Description of the task
Transcribe all records below exactly, without images.

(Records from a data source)
-*-
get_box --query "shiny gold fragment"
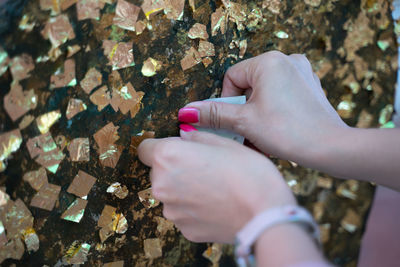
[4,82,37,121]
[30,183,61,211]
[239,39,247,59]
[181,47,201,71]
[36,110,61,134]
[67,170,97,198]
[135,20,147,35]
[202,243,223,265]
[188,23,209,40]
[113,0,141,31]
[68,138,90,162]
[9,54,35,81]
[66,98,87,120]
[142,57,162,77]
[107,182,129,199]
[22,228,40,253]
[62,241,91,265]
[67,45,81,57]
[80,67,103,94]
[155,216,174,236]
[90,86,111,111]
[0,46,9,77]
[202,57,213,68]
[110,82,145,118]
[164,0,185,20]
[61,198,88,223]
[198,41,215,58]
[77,0,108,21]
[222,0,246,30]
[138,188,160,209]
[23,167,48,191]
[50,59,76,89]
[141,0,165,19]
[102,40,135,70]
[41,14,75,48]
[40,0,61,15]
[144,238,162,259]
[0,129,22,172]
[211,7,227,36]
[341,209,361,233]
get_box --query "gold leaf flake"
[30,183,61,211]
[211,7,227,36]
[68,138,90,162]
[67,170,97,198]
[141,0,165,19]
[90,85,111,111]
[36,110,61,134]
[143,238,162,259]
[50,59,76,89]
[141,57,162,77]
[22,228,40,253]
[202,243,223,265]
[4,82,37,122]
[188,23,209,40]
[113,0,141,31]
[107,182,129,199]
[66,98,87,120]
[41,14,75,49]
[62,241,91,265]
[138,188,160,209]
[164,0,185,21]
[0,129,23,172]
[181,47,201,71]
[61,198,88,223]
[67,45,81,57]
[102,40,135,70]
[23,167,48,191]
[9,54,35,82]
[198,41,215,58]
[80,68,103,94]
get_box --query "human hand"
[178,51,348,168]
[137,131,296,243]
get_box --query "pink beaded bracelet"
[235,205,320,267]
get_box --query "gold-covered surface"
[0,0,397,266]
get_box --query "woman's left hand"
[138,130,296,243]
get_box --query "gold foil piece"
[30,183,61,211]
[68,138,90,162]
[138,188,160,209]
[67,170,97,198]
[103,261,124,267]
[202,57,213,68]
[110,82,145,118]
[19,14,36,32]
[211,7,227,36]
[143,238,162,259]
[36,110,61,134]
[55,135,68,151]
[62,241,91,265]
[113,0,141,31]
[4,81,37,121]
[130,131,155,155]
[198,41,215,58]
[106,182,129,199]
[22,228,40,253]
[67,45,81,57]
[0,46,9,77]
[66,98,87,120]
[90,85,111,111]
[94,123,122,168]
[41,14,75,48]
[26,133,65,173]
[98,205,127,241]
[141,0,165,19]
[80,67,103,94]
[341,209,361,233]
[181,47,201,71]
[188,23,209,40]
[141,57,162,77]
[23,167,48,191]
[40,0,61,15]
[19,115,35,130]
[0,129,22,172]
[164,0,185,20]
[50,59,76,89]
[155,216,174,236]
[10,54,35,81]
[61,198,88,223]
[222,0,247,31]
[61,0,78,11]
[135,20,147,35]
[202,243,223,265]
[102,40,135,70]
[77,0,109,21]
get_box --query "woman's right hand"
[178,51,349,167]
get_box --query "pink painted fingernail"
[179,124,198,132]
[178,107,199,123]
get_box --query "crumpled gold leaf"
[138,188,160,209]
[36,110,61,134]
[141,0,165,19]
[106,182,129,199]
[0,129,23,172]
[62,241,91,265]
[188,23,209,40]
[113,0,141,31]
[164,0,185,20]
[102,40,134,70]
[66,98,87,120]
[4,82,37,122]
[50,59,76,89]
[142,57,162,77]
[9,54,35,82]
[23,167,48,191]
[41,14,75,48]
[68,138,90,162]
[90,86,111,111]
[30,183,61,211]
[80,68,103,94]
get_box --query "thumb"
[180,129,236,147]
[178,101,248,134]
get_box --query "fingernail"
[179,124,198,132]
[178,107,199,123]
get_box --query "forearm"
[255,223,326,266]
[310,128,400,190]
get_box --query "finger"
[180,130,236,147]
[289,54,313,76]
[313,72,322,88]
[137,137,181,167]
[179,101,248,134]
[221,56,257,97]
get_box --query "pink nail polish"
[178,107,199,123]
[179,124,198,132]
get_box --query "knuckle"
[154,141,176,164]
[231,107,248,134]
[208,102,221,129]
[162,206,177,221]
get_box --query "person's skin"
[182,51,400,190]
[138,50,399,265]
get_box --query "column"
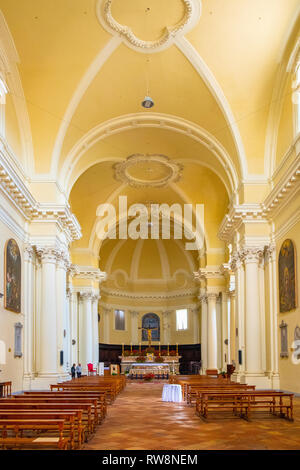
[56,253,69,377]
[162,310,172,345]
[92,295,100,365]
[102,307,111,344]
[221,291,229,370]
[207,292,218,370]
[200,293,208,374]
[242,247,264,384]
[231,252,245,381]
[23,245,35,389]
[191,307,200,344]
[70,290,78,366]
[228,291,236,364]
[266,245,280,388]
[65,289,71,373]
[130,311,139,345]
[37,248,59,378]
[79,292,93,373]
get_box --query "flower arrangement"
[155,356,164,363]
[131,350,139,356]
[139,350,147,356]
[169,350,177,356]
[144,373,155,382]
[161,350,168,356]
[123,350,130,357]
[136,356,145,363]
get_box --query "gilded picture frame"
[279,239,297,313]
[4,239,21,313]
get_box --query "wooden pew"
[0,418,69,450]
[0,410,83,449]
[23,391,107,419]
[196,390,294,421]
[0,402,94,436]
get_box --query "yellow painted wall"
[0,218,24,392]
[276,212,300,393]
[5,94,23,163]
[99,305,199,346]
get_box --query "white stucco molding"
[73,266,107,283]
[62,113,238,195]
[0,143,82,242]
[96,0,201,53]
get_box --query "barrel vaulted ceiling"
[0,0,299,261]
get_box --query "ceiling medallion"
[97,0,201,53]
[113,154,183,188]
-*-
Output of the exercise
get_box --query "shiny gold fragment"
[4,82,37,121]
[30,183,61,211]
[239,39,247,59]
[181,47,201,71]
[36,110,61,134]
[67,170,97,198]
[135,20,147,35]
[202,243,223,265]
[188,23,209,40]
[113,0,141,31]
[68,138,90,162]
[9,54,35,81]
[66,98,87,120]
[142,57,162,77]
[107,182,129,199]
[22,228,40,253]
[62,241,91,265]
[67,45,81,57]
[80,67,103,94]
[155,216,174,236]
[90,86,111,111]
[0,46,9,77]
[202,57,213,68]
[110,82,145,118]
[164,0,185,20]
[61,198,88,223]
[198,41,215,58]
[77,0,108,21]
[222,0,246,30]
[138,188,160,209]
[23,167,48,191]
[50,59,76,89]
[141,0,165,19]
[102,40,135,70]
[41,14,75,48]
[40,0,61,15]
[144,238,162,259]
[0,129,22,172]
[211,7,227,36]
[341,209,361,233]
get_box --query "gold leaf flake"
[30,183,61,211]
[211,7,227,36]
[68,138,90,162]
[67,170,97,198]
[141,0,165,19]
[90,85,111,111]
[36,110,61,134]
[143,238,162,259]
[50,59,76,89]
[141,57,162,77]
[22,228,40,253]
[202,243,223,265]
[4,82,37,122]
[188,23,209,40]
[113,0,141,31]
[107,182,129,199]
[66,98,87,120]
[41,14,75,49]
[62,241,91,265]
[138,188,160,209]
[164,0,185,21]
[0,129,23,172]
[181,47,201,71]
[61,198,88,223]
[67,45,81,57]
[102,40,135,70]
[23,167,48,191]
[9,54,35,82]
[198,41,215,58]
[80,68,103,94]
get_box --query "human hand"
[178,51,348,168]
[137,131,296,243]
get_box --query "pink beaded bracelet"
[235,205,320,267]
get_box --query "gold-covered surface"
[0,0,397,266]
get_box --query "woman's left hand"
[138,130,296,243]
get_box --query "gold foil piece"
[30,183,61,211]
[68,138,90,162]
[138,188,160,209]
[67,170,97,198]
[103,261,124,267]
[202,57,213,68]
[110,82,145,118]
[19,14,36,32]
[211,7,227,36]
[143,238,162,259]
[36,110,61,134]
[55,135,68,151]
[62,241,91,265]
[113,0,141,31]
[4,81,37,121]
[130,131,155,155]
[198,41,215,58]
[106,182,129,199]
[22,228,40,253]
[67,45,81,57]
[0,46,9,77]
[66,98,87,120]
[90,85,111,111]
[94,123,122,168]
[41,14,75,48]
[26,133,65,173]
[98,205,127,241]
[141,0,165,19]
[80,67,103,94]
[341,209,361,233]
[181,47,201,71]
[188,23,209,40]
[141,57,162,77]
[23,167,48,191]
[40,0,61,15]
[19,115,35,130]
[0,129,22,172]
[164,0,185,20]
[50,59,76,89]
[155,216,174,236]
[10,54,35,81]
[61,198,88,223]
[222,0,247,31]
[61,0,78,11]
[135,20,147,35]
[202,243,223,265]
[102,40,135,70]
[77,0,109,21]
get_box --query "woman's right hand"
[178,51,349,167]
get_box --query "pink painted fingernail"
[179,124,198,132]
[178,107,199,123]
get_box --query "crumpled gold leaf"
[138,188,160,209]
[36,110,61,134]
[141,0,165,19]
[106,182,129,199]
[0,129,23,172]
[62,241,91,265]
[188,23,209,40]
[113,0,141,31]
[164,0,185,20]
[102,40,134,70]
[66,98,87,120]
[4,82,37,122]
[50,59,76,89]
[142,57,162,77]
[9,54,35,82]
[23,167,48,191]
[41,14,75,48]
[68,138,90,162]
[90,86,111,111]
[30,183,61,211]
[80,68,103,94]
get_box --query "thumb"
[180,129,236,147]
[178,101,248,134]
get_box --query "fingernail"
[179,124,198,132]
[178,107,199,123]
get_box --query "forearm"
[255,223,326,266]
[310,128,400,190]
get_box --query "finger"
[180,130,236,147]
[289,54,313,76]
[313,72,322,88]
[137,137,181,167]
[179,101,248,134]
[221,56,257,97]
get_box --query "pink nail polish"
[178,107,199,123]
[179,124,198,132]
get_box --query "knuckle"
[154,141,176,164]
[231,107,248,134]
[208,102,221,129]
[162,206,177,221]
get_box --query "person's skin"
[182,51,400,190]
[138,50,399,265]
get_box --query "column"
[56,253,69,377]
[162,310,172,345]
[92,295,100,365]
[102,307,111,344]
[221,291,229,370]
[207,292,218,370]
[200,293,208,374]
[242,247,264,384]
[231,252,245,381]
[23,245,35,389]
[191,307,200,344]
[70,290,78,366]
[228,291,236,364]
[266,245,280,388]
[65,289,71,373]
[130,311,139,345]
[37,248,59,378]
[79,292,93,373]
get_box --query "flower arrangement"
[155,356,164,363]
[131,350,139,356]
[139,350,147,356]
[169,350,177,356]
[144,373,155,382]
[161,350,168,356]
[123,350,130,357]
[136,356,145,363]
get_box --query "gilded picture frame"
[279,239,297,313]
[4,239,21,313]
get_box --query "wooden pew"
[0,418,69,450]
[0,410,83,449]
[23,391,107,419]
[196,390,294,421]
[0,402,94,436]
get_box --query "yellow painted wall"
[0,218,24,392]
[276,212,300,393]
[5,94,23,163]
[99,305,199,346]
get_box --query "white stucco molding"
[73,266,107,283]
[62,113,238,195]
[0,143,82,242]
[96,0,201,53]
get_box --query "barrel vaulted ceiling"
[0,0,299,261]
get_box --query "ceiling medallion"
[97,0,201,53]
[113,154,183,188]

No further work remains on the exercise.